# [Problem to solve]
Set down all of the records exactly, leaving none out.

Exercise input Start Marker

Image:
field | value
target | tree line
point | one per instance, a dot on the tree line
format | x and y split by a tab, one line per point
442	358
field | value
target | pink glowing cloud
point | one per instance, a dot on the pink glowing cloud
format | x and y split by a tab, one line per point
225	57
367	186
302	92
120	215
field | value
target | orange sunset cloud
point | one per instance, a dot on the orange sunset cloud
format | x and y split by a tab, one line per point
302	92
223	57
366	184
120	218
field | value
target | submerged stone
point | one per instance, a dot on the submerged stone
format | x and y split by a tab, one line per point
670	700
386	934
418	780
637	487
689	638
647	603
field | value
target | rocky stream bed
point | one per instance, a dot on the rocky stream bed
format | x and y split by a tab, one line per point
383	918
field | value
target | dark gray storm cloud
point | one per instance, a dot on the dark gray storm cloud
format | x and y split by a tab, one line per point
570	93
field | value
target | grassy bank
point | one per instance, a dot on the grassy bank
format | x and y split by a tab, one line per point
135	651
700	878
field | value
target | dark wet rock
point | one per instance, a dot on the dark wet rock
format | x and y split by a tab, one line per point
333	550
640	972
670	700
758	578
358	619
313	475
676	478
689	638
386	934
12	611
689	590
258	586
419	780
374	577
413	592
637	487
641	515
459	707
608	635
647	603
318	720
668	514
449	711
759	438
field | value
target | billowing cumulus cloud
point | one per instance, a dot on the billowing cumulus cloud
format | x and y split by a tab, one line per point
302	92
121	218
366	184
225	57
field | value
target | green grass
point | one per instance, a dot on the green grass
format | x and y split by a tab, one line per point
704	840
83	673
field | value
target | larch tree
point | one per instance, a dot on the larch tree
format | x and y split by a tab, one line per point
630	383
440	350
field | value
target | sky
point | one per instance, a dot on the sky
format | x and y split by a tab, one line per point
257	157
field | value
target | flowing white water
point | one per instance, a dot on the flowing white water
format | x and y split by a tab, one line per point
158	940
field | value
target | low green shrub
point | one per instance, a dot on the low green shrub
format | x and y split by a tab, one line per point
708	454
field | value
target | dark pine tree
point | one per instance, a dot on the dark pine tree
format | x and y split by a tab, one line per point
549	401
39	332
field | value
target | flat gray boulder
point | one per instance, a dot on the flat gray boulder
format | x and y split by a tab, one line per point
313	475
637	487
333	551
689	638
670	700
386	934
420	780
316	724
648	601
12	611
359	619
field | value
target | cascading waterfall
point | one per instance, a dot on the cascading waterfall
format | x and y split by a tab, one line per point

Exercise input End Marker

# [Response area]
Image:
field | value
target | tree line
point | one per instance, a dot on the tree line
format | x and y split by a tab, one line per point
442	358
field | value
target | pink glowing cloud
point | one per instance, a dot on the pink glowing cloud
format | x and y split by a tab, one line per point
225	57
367	186
302	92
120	215
field | value
target | orange sunset cloud
point | one per instance, a dot on the orange sunset cloud
format | x and y split by a tab, one line per point
302	92
223	57
366	184
120	218
field | value
target | submerged stone
point | one per instance, a dot on the submerged stone
format | x and y split by a tab, one line per point
670	700
386	934
418	780
637	487
689	638
647	603
field | value
target | rocky stream bed
point | one per instance, a dot on the rocky stream bed
format | x and y split by a tab, one line per point
383	918
field | value
target | dark gray storm cloud
point | one per instance, a dot on the dark gray storm cloud
format | x and y split by a tab, one line per point
570	93
field | value
target | grassy bank
point | one per instance, a dot on the grassy bank
format | x and y split by a tab, one line per point
135	651
700	878
field | value
target | dark wet rock
point | one per instance, a dot on the dark wet rock
format | x and y split by a tab, one line per point
333	550
640	972
670	700
758	578
358	619
313	475
676	478
689	638
386	934
12	611
689	590
258	586
419	780
374	577
413	592
637	487
641	515
459	707
608	635
647	603
318	720
668	514
449	711
759	438
field | value
target | billowing cumulus cloud
point | one per instance, a dot on the billowing cumulus cloud
format | x and y split by a tab, one line per point
302	92
121	218
366	184
225	57
field | value
target | green grass
point | one per instance, a dot on the green grass
format | x and y split by a tab, one line per point
704	840
83	673
field | value
target | larch tree
point | one per instance, a dot on the larch tree
format | x and y split by a tab, one line per point
630	383
440	350
field | value
target | sky
point | one per instance, a dot on the sky
format | x and y split by a tab, one line per point
257	157
field | value
target | flowing white water
point | one per instance, a dot on the flowing white water
format | x and y split by a tab, one line per point
158	940
field | value
target | low green shrub
point | one per instance, a dot on the low green shrub
format | x and y split by a tab, one line per point
708	454
field | value
target | dark pine tree
point | one per instance, a dot on the dark pine tree
format | x and y split by a tab, one line per point
549	401
39	332
field | value
target | flat gray boulder
point | one per instance, a dot on the flat gray boulder
format | x and y split by a tab, one line per point
313	475
637	487
333	551
689	638
670	700
386	934
420	780
316	724
648	601
12	611
359	619
field | value
target | cascading waterfall
point | one per instance, a dot on the cascading waterfall
format | x and y split by a tab, one line per point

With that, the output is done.